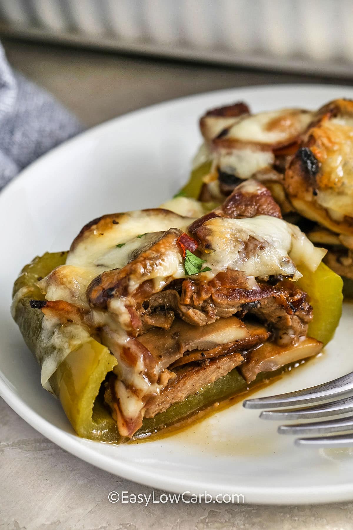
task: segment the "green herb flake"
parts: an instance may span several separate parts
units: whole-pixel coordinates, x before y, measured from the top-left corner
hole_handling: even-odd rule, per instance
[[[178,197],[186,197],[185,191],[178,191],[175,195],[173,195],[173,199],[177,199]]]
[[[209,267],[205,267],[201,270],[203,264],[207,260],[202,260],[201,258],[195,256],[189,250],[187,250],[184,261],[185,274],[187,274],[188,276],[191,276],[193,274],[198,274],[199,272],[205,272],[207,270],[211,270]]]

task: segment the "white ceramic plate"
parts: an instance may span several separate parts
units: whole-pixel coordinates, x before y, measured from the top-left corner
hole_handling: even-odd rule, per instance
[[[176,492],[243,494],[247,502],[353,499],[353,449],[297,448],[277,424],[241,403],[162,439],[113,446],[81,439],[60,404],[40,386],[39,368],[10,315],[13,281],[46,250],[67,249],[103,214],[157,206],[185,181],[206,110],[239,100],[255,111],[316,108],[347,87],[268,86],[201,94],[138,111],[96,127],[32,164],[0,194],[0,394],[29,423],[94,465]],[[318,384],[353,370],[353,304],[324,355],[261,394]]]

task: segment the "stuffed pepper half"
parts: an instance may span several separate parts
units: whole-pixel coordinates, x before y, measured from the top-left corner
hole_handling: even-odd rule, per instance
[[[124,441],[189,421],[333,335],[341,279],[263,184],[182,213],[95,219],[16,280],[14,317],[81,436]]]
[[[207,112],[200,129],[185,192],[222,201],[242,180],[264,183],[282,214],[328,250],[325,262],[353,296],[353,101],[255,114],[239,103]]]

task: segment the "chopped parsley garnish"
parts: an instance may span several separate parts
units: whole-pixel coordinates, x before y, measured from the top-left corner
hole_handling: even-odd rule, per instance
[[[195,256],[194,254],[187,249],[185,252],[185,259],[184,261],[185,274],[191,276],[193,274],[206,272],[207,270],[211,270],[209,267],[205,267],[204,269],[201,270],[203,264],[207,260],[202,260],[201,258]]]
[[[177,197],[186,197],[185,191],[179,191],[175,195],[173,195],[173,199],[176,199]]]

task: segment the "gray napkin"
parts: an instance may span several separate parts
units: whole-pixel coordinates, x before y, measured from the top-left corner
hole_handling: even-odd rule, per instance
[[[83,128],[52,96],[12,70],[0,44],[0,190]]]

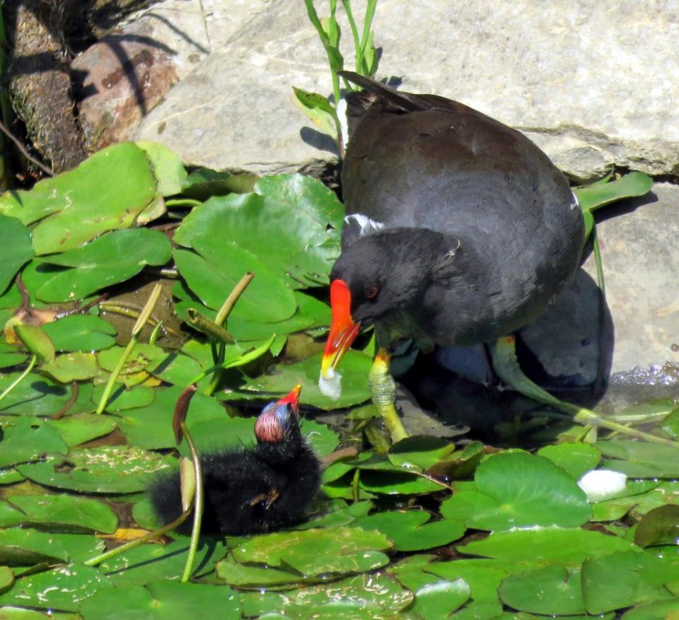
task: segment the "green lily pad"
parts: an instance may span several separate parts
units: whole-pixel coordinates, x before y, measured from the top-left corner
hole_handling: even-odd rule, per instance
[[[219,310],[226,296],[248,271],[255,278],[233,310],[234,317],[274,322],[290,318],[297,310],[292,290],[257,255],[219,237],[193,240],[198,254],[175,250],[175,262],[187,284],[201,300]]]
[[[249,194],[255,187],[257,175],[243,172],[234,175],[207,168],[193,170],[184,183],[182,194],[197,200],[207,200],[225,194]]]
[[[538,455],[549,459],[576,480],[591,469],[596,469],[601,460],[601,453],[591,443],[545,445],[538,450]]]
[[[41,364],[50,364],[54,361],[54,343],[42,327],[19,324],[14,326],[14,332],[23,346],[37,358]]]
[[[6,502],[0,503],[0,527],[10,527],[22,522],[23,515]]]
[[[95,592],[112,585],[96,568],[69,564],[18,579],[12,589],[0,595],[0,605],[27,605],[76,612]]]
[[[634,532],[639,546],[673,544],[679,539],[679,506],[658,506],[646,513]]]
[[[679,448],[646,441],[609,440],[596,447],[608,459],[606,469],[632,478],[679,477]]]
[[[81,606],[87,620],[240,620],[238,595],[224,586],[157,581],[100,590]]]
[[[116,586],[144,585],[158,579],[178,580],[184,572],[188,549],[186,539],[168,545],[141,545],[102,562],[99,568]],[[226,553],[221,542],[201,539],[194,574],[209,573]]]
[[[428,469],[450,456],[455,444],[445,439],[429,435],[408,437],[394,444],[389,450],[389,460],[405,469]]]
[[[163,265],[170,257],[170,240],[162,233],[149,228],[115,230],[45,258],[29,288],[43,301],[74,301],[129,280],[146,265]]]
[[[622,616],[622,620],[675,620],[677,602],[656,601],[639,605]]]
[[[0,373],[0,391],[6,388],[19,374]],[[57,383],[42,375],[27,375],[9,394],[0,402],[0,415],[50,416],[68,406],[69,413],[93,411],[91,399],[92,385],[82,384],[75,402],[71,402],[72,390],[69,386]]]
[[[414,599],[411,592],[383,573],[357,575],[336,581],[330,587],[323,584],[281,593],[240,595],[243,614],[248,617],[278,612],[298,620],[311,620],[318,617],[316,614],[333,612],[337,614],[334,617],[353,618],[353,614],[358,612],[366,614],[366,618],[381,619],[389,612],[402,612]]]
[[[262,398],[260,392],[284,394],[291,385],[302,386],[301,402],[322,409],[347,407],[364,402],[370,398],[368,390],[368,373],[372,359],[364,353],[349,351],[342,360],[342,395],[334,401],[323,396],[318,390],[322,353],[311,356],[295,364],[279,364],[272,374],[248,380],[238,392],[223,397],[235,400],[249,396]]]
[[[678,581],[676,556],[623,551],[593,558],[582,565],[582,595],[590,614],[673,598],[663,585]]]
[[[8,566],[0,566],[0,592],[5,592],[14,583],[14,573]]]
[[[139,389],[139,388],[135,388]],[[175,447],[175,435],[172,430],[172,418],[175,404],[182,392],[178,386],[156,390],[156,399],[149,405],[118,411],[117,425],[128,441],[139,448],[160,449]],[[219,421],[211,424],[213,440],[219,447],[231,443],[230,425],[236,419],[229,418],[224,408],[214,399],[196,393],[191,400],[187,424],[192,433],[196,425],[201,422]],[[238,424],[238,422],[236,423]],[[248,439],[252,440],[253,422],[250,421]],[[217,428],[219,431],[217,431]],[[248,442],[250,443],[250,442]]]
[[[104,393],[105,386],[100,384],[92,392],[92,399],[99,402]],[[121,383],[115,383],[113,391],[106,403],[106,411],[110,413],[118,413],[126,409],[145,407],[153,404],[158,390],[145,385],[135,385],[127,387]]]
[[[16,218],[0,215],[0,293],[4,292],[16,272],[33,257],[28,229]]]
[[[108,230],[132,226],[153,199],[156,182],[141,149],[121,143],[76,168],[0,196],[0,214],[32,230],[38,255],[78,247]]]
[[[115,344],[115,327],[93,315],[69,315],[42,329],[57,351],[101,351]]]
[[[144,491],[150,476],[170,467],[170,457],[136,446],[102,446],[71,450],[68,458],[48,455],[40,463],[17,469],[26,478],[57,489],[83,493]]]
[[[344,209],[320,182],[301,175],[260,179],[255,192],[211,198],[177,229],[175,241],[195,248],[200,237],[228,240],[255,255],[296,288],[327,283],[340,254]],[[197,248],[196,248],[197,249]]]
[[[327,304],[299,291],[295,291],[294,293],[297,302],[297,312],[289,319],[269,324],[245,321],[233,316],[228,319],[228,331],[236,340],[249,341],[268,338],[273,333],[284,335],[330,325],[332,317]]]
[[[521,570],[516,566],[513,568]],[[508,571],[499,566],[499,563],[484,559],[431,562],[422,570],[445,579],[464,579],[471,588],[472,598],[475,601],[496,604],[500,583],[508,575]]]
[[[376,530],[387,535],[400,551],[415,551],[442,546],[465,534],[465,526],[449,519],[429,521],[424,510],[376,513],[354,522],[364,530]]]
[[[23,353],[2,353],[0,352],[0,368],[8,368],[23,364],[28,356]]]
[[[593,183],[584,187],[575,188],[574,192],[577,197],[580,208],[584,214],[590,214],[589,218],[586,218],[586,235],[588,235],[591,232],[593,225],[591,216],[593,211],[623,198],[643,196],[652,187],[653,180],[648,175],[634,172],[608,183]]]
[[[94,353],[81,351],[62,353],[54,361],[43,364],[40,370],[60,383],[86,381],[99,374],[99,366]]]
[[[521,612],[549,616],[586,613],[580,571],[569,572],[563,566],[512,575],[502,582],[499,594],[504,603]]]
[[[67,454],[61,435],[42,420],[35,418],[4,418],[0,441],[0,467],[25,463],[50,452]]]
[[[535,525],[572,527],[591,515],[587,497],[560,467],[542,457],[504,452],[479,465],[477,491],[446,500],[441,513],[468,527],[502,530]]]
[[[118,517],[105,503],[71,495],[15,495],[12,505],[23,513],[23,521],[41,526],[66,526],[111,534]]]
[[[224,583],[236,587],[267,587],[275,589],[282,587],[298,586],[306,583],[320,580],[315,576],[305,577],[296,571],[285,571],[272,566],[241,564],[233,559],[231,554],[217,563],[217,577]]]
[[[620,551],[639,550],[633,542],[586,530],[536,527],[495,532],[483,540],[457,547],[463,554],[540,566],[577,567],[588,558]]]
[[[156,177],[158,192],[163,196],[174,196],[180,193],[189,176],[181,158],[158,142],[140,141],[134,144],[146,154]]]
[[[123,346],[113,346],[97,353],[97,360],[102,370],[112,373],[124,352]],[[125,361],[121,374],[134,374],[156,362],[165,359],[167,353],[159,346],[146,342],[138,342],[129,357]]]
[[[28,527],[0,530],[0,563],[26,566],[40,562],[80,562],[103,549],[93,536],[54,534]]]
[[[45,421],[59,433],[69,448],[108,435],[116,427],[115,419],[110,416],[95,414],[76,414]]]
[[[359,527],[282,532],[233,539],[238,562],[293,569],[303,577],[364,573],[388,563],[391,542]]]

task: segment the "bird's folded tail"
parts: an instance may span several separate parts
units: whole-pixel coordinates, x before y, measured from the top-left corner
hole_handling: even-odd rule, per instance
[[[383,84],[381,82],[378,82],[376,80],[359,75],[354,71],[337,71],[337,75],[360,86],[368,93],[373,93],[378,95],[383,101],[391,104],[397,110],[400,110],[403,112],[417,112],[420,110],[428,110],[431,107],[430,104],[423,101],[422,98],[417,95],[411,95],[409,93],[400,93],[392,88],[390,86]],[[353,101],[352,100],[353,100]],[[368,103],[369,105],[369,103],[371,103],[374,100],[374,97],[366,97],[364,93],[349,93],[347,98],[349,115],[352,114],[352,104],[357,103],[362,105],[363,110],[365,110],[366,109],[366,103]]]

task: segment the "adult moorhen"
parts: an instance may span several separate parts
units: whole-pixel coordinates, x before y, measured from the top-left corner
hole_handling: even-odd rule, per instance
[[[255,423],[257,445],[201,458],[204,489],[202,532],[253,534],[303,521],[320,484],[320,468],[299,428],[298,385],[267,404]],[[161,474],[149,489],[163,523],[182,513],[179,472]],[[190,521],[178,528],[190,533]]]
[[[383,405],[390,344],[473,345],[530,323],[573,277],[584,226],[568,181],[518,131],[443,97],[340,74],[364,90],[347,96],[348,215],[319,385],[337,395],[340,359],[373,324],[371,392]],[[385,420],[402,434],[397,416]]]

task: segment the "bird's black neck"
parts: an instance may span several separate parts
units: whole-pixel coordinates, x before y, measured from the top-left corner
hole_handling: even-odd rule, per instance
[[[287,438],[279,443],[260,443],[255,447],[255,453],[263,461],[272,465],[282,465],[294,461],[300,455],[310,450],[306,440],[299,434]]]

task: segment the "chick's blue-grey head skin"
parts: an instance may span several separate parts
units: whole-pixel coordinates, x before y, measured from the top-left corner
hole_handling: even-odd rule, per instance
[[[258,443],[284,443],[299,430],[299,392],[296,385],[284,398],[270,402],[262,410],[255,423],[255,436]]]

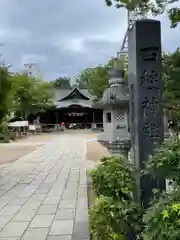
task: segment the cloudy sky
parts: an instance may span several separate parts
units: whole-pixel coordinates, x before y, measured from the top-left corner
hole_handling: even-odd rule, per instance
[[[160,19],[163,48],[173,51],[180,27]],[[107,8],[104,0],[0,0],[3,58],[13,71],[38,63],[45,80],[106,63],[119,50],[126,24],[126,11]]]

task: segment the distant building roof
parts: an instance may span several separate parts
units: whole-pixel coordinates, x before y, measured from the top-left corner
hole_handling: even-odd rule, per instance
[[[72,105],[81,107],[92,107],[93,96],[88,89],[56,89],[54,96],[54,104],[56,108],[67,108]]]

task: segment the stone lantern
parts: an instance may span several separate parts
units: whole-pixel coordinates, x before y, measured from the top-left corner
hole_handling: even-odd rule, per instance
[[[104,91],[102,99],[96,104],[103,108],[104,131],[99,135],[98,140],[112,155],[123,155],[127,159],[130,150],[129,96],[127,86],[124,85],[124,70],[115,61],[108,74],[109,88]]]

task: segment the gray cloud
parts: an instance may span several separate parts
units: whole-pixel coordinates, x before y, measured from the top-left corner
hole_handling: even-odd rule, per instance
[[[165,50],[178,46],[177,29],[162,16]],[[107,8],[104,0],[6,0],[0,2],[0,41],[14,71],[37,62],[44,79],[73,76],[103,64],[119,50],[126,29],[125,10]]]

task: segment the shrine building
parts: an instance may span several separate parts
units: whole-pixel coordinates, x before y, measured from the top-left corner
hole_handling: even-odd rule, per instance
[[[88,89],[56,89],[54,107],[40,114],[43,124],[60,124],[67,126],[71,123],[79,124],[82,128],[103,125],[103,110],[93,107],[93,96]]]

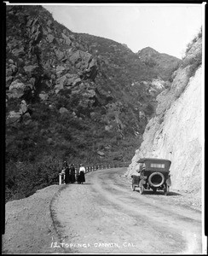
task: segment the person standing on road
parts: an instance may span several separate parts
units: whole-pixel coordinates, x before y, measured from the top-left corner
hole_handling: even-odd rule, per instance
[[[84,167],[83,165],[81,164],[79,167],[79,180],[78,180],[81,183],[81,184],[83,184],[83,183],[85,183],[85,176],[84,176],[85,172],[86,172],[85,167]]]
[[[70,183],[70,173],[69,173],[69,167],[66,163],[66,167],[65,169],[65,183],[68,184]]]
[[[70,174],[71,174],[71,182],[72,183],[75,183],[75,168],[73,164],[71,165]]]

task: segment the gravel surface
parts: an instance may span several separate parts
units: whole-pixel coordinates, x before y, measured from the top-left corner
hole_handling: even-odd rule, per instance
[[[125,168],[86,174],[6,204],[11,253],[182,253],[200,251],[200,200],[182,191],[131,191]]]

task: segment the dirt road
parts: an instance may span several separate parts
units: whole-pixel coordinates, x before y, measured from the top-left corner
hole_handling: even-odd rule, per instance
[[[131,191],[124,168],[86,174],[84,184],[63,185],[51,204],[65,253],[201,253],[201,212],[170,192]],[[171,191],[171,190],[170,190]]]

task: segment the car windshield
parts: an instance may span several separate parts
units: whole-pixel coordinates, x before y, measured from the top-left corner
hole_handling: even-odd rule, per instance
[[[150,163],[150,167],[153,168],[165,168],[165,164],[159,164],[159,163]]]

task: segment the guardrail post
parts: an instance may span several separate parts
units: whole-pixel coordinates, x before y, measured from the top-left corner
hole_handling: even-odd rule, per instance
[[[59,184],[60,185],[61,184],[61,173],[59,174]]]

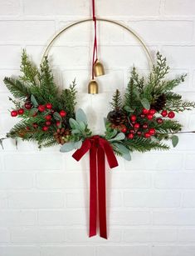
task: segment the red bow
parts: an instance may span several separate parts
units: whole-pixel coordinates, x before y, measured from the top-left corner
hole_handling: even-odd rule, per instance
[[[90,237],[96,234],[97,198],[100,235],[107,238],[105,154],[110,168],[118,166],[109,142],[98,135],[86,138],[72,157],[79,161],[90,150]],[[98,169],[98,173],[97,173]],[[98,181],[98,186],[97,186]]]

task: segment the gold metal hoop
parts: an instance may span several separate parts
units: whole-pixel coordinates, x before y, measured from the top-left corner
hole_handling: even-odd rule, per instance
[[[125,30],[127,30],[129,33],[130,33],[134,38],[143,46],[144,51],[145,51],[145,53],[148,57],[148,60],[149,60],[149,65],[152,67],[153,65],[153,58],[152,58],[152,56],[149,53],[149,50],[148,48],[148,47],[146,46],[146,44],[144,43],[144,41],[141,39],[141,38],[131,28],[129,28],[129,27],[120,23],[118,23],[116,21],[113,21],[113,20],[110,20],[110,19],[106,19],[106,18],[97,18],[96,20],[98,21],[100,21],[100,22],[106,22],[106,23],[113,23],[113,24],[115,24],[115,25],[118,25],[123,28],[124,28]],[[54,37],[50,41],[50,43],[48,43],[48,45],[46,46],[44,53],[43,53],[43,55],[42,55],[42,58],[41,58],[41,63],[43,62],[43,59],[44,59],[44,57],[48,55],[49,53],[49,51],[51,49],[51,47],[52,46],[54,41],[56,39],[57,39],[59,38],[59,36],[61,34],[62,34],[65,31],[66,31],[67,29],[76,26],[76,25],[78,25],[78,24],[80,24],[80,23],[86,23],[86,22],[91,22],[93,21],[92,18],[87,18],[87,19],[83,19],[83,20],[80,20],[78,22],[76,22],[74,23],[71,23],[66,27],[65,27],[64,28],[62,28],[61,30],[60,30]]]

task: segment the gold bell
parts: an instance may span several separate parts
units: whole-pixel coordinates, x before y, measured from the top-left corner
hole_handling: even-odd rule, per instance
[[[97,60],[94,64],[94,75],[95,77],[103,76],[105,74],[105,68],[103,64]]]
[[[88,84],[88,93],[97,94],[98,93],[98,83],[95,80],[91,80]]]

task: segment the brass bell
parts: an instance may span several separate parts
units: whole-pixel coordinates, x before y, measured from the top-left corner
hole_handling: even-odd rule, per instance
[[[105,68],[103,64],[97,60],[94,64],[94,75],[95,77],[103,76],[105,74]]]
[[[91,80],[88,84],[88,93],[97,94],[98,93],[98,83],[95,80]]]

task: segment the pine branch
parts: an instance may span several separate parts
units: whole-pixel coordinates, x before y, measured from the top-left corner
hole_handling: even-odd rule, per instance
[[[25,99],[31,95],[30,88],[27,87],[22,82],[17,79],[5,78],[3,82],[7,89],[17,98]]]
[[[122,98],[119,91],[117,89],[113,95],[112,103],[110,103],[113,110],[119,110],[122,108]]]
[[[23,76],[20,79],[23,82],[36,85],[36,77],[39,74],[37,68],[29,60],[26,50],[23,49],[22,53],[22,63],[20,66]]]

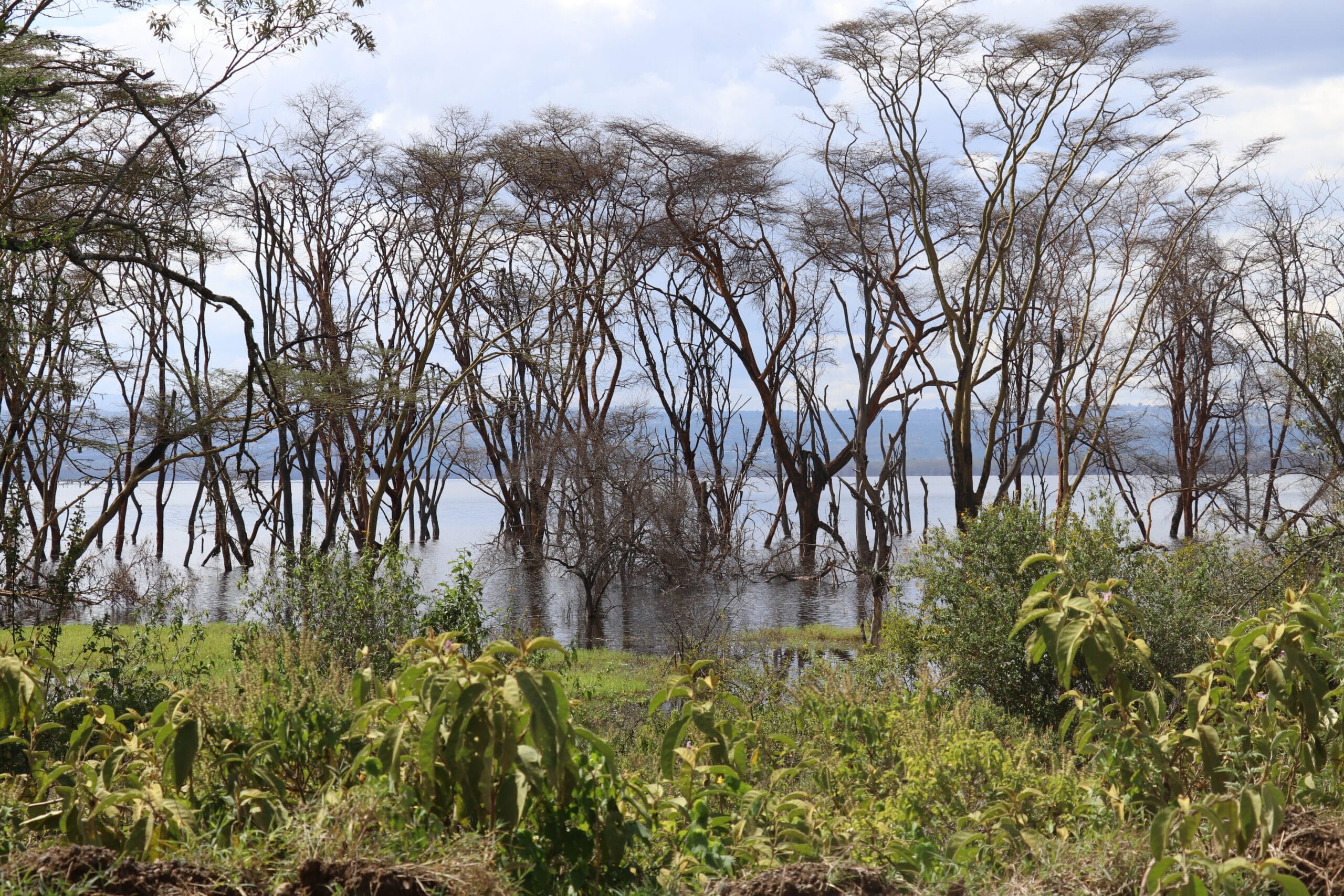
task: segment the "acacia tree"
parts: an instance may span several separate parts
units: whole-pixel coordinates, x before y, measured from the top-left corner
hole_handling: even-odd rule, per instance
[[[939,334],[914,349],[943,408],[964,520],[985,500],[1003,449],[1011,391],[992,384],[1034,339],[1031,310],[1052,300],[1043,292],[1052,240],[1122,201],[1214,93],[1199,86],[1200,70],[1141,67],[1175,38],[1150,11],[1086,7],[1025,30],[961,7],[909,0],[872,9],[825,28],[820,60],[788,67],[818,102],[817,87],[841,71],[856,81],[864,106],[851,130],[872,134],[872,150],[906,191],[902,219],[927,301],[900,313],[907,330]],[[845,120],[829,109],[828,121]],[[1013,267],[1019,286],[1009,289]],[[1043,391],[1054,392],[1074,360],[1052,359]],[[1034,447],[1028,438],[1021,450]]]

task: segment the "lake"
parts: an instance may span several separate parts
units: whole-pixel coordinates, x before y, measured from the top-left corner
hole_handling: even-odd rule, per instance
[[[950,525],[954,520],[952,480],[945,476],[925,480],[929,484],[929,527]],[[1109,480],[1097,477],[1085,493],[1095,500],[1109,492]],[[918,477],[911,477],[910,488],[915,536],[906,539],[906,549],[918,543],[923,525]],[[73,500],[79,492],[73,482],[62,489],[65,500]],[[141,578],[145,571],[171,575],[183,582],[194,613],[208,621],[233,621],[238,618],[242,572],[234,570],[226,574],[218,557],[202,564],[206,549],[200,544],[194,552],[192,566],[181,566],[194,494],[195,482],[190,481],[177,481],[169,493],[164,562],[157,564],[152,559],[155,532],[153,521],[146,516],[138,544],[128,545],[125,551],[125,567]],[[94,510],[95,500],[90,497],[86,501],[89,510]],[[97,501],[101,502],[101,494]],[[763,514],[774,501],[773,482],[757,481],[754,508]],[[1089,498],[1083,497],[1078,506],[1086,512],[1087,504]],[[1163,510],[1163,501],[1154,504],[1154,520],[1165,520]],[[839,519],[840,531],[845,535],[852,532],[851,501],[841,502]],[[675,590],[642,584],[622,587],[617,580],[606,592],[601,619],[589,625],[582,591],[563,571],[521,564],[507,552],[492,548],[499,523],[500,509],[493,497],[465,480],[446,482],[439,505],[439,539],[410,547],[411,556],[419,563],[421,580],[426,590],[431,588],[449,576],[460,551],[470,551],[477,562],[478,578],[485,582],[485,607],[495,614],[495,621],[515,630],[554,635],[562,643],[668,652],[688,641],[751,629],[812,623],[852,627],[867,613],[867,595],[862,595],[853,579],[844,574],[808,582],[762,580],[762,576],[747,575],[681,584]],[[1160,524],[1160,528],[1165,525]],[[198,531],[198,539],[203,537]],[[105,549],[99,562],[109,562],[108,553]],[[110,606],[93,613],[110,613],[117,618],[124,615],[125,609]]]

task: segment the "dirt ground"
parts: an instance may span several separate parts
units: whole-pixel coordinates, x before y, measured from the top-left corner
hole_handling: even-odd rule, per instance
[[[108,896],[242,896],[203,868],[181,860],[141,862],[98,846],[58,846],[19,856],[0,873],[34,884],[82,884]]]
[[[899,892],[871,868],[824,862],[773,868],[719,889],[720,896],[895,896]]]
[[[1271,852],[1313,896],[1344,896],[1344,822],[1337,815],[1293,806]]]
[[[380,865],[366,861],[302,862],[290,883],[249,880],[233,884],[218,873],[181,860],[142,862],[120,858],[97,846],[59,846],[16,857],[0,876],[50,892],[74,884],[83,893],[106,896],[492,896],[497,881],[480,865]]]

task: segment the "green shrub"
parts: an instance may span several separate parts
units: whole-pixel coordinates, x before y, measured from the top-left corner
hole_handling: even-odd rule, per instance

WHAT YOU NEED TO DO → Output as a numbered list the lines from the one containing "task: segment the gold bell" through the one containing "[[[88,84],[88,93],[97,94],[98,93],[98,83],[95,80],[91,80]]]", both included, with any blank lines left out.

RESULT OF THIS TASK →
1. task: segment the gold bell
2. parts: an instance may span several separate parts
3. units: whole-pixel coordinates, x before y, measured from the top-left corner
4. hole_handling: even-odd rule, per instance
5. [[[97,60],[94,64],[94,75],[95,77],[103,76],[105,74],[105,68],[103,64]]]
6. [[[88,84],[88,93],[97,94],[98,93],[98,83],[95,80],[91,80]]]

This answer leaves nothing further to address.